_Reading passage:_
--- --- ---

Tuesday winds in Tantallon bring “dangerous” fire risk, officials warn | News | Halifax, Nova Scotia | THE COAST
Halifax Fire deputy chief David Meldrum speaks with reporters the morning after a blaze tore through Upper Tantallon and Hammonds Plains on May 28, 2023.

Tuesday winds in Tantallon bring “dangerous” fire risk, officials warn

A Tantallon-area fire has displaced more than 16,400 Haligonians, and all of Nova Scotia is under a fire ban. Meanwhile, the cause of the blaze is still unknown.

Brad George was in the midst of his weekly Sunday clean-up when his Highland Park home began to fill with smoke. He could see it, smell it in the air. He looked out the front window. Ash fell on his lawn. Flames licked above the trees across the street.

“I could just see this big plume of smoke right outside,” he says, speaking with The Coast at the Black Point & Area Community Centre on Monday morning. “I just started grabbing what I could and went outside, started putting stuff in the car. My neighbours were all doing the same thing.

“Everybody was just kind of in agreement to get out of there as fast as we could… But it was a real logjam to get out of there.”

George isn’t sure how much, if any, of his house will remain when he’s allowed to return. Not that he knows when he can return, either. He’s one of roughly 16,429 Haligonians who have been forced to evacuate after a growing wildfire in the Upper Tantallon region prompted more than a dozen schools to close and the HRM to declare a weeklong state of local emergency. Fire crews have arrived from Hantsport, Brooklyn, Windsor and West Hants to battle the blaze. Two water bomber planes have flown in from St. John’s, NL.

--- --- ---

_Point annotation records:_
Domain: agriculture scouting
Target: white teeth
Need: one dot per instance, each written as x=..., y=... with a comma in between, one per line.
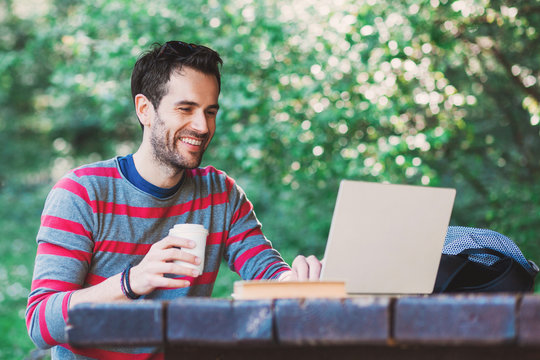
x=191, y=141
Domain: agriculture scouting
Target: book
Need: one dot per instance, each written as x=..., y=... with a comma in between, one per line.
x=271, y=289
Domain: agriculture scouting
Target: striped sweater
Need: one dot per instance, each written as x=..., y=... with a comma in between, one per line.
x=95, y=222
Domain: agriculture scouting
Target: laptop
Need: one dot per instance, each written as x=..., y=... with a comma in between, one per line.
x=386, y=238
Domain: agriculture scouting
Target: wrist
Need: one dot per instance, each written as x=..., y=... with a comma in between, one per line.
x=125, y=284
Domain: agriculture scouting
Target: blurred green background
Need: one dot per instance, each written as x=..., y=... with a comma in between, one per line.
x=439, y=93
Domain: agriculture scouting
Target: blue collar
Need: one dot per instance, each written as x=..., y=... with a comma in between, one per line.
x=128, y=169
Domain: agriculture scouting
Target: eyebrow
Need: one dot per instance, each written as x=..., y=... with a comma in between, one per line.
x=193, y=103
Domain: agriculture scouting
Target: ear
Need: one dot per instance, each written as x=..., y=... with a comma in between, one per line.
x=144, y=109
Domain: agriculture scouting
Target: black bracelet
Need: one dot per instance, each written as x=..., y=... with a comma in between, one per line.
x=126, y=287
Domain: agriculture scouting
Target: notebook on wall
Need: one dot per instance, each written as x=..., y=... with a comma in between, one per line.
x=387, y=239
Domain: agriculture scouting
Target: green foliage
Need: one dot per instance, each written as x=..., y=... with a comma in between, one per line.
x=441, y=93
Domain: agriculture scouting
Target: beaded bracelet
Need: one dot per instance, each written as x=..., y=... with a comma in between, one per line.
x=125, y=285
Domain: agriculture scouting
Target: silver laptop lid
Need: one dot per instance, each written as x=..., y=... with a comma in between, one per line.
x=387, y=239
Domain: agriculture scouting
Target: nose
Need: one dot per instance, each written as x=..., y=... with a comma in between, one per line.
x=199, y=122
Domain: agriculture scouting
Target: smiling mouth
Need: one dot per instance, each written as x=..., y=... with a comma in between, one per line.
x=191, y=141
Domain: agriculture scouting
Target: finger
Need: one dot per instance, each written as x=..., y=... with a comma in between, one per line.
x=314, y=268
x=182, y=242
x=163, y=282
x=175, y=254
x=176, y=268
x=173, y=241
x=301, y=267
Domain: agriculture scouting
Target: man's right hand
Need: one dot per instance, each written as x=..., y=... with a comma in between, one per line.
x=147, y=275
x=160, y=260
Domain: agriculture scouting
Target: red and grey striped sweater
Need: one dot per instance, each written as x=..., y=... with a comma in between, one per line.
x=95, y=222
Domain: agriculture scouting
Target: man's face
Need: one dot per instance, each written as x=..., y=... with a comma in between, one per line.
x=185, y=120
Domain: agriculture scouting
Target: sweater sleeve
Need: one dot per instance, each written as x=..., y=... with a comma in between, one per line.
x=248, y=252
x=64, y=251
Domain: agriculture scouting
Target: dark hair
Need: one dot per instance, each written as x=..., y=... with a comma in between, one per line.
x=153, y=69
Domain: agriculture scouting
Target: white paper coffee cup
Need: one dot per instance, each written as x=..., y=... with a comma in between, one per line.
x=197, y=233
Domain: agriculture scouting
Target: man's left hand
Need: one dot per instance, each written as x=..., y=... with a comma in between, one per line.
x=303, y=269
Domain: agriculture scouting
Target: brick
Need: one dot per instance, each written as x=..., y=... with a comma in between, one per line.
x=529, y=321
x=127, y=324
x=219, y=321
x=458, y=319
x=332, y=321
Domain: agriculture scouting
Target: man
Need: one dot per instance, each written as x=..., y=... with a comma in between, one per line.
x=104, y=228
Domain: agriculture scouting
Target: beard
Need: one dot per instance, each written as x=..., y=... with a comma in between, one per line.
x=166, y=150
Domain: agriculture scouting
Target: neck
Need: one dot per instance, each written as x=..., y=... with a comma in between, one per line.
x=154, y=171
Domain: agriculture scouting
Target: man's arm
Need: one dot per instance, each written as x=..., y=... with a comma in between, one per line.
x=147, y=275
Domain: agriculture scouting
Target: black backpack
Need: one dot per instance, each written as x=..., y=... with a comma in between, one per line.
x=479, y=260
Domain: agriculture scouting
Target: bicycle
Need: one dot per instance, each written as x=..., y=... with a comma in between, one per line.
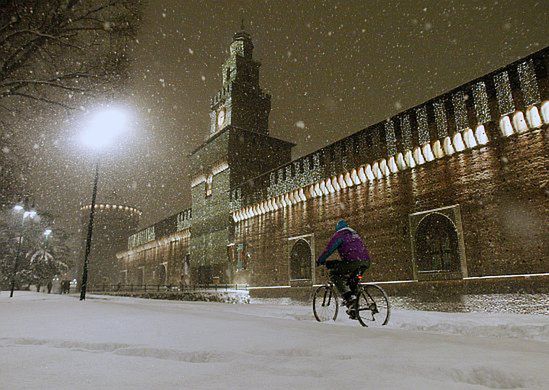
x=372, y=305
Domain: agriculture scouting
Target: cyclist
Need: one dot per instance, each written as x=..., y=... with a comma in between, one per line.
x=354, y=256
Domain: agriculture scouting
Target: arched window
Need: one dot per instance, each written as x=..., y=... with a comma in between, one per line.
x=160, y=274
x=300, y=260
x=209, y=182
x=437, y=244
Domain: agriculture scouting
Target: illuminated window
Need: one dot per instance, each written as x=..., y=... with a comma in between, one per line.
x=300, y=260
x=209, y=181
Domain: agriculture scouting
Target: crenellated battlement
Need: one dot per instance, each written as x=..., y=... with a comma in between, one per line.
x=508, y=101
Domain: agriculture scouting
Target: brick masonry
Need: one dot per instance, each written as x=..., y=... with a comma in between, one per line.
x=453, y=188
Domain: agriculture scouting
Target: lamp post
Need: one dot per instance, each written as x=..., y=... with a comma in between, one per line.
x=104, y=126
x=26, y=214
x=89, y=235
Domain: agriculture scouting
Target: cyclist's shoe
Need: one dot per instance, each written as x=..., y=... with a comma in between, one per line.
x=351, y=312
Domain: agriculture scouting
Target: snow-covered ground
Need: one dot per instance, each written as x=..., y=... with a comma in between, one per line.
x=58, y=342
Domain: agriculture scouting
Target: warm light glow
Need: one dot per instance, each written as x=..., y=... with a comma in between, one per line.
x=427, y=152
x=437, y=149
x=369, y=173
x=532, y=115
x=392, y=164
x=384, y=168
x=545, y=111
x=400, y=162
x=505, y=126
x=354, y=177
x=104, y=127
x=469, y=138
x=409, y=159
x=458, y=142
x=29, y=214
x=480, y=133
x=448, y=148
x=418, y=156
x=362, y=175
x=377, y=171
x=348, y=180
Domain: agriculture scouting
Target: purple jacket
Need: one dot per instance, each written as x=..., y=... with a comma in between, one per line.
x=349, y=245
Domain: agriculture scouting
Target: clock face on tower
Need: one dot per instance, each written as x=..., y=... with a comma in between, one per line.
x=220, y=118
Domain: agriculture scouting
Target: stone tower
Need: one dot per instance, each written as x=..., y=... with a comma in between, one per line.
x=237, y=149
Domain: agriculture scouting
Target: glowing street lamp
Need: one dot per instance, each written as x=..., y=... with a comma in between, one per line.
x=100, y=133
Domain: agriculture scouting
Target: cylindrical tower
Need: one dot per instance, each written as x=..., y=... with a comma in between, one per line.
x=112, y=226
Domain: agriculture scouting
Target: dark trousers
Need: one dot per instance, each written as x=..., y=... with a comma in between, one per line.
x=343, y=275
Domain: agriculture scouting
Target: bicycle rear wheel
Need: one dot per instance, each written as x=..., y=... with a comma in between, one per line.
x=325, y=304
x=372, y=306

--- --- ---

_Given problem A:_ Rewrite the Tantallon fire article from "A Tantallon-area fire" to "the same thing.", putting "usual" in place of "weekly".
_Given problem B:_ In the Tantallon fire article, where was Brad George when he spoke with The Coast on Monday morning?
_Given problem C:_ Say whether each statement agrees with the Tantallon fire article, and quote the words that decide it: (i) The cause of the blaze has been determined. (ii) All of Nova Scotia is under a fire ban. (iii) The HRM declared a weeklong state of local emergency.

_Answer A:_
A Tantallon-area fire has displaced more than 16,400 Haligonians, and all of Nova Scotia is under a fire ban. Meanwhile, the cause of the blaze is still unknown.

Brad George was in the midst of his usual Sunday clean-up when his Highland Park home began to fill with smoke. He could see it, smell it in the air. He looked out the front window. Ash fell on his lawn. Flames licked above the trees across the street.

“I could just see this big plume of smoke right outside,” he says, speaking with The Coast at the Black Point & Area Community Centre on Monday morning. “I just started grabbing what I could and went outside, started putting stuff in the car. My neighbours were all doing the same thing.

_Answer B:_ He was at the Black Point & Area Community Centre.

_Answer C:_
(i) No: "the cause of the blaze is still unknown."
(ii) Yes: "all of Nova Scotia is under a fire ban."
(iii) Yes: "the HRM to declare a weeklong state of local emergency."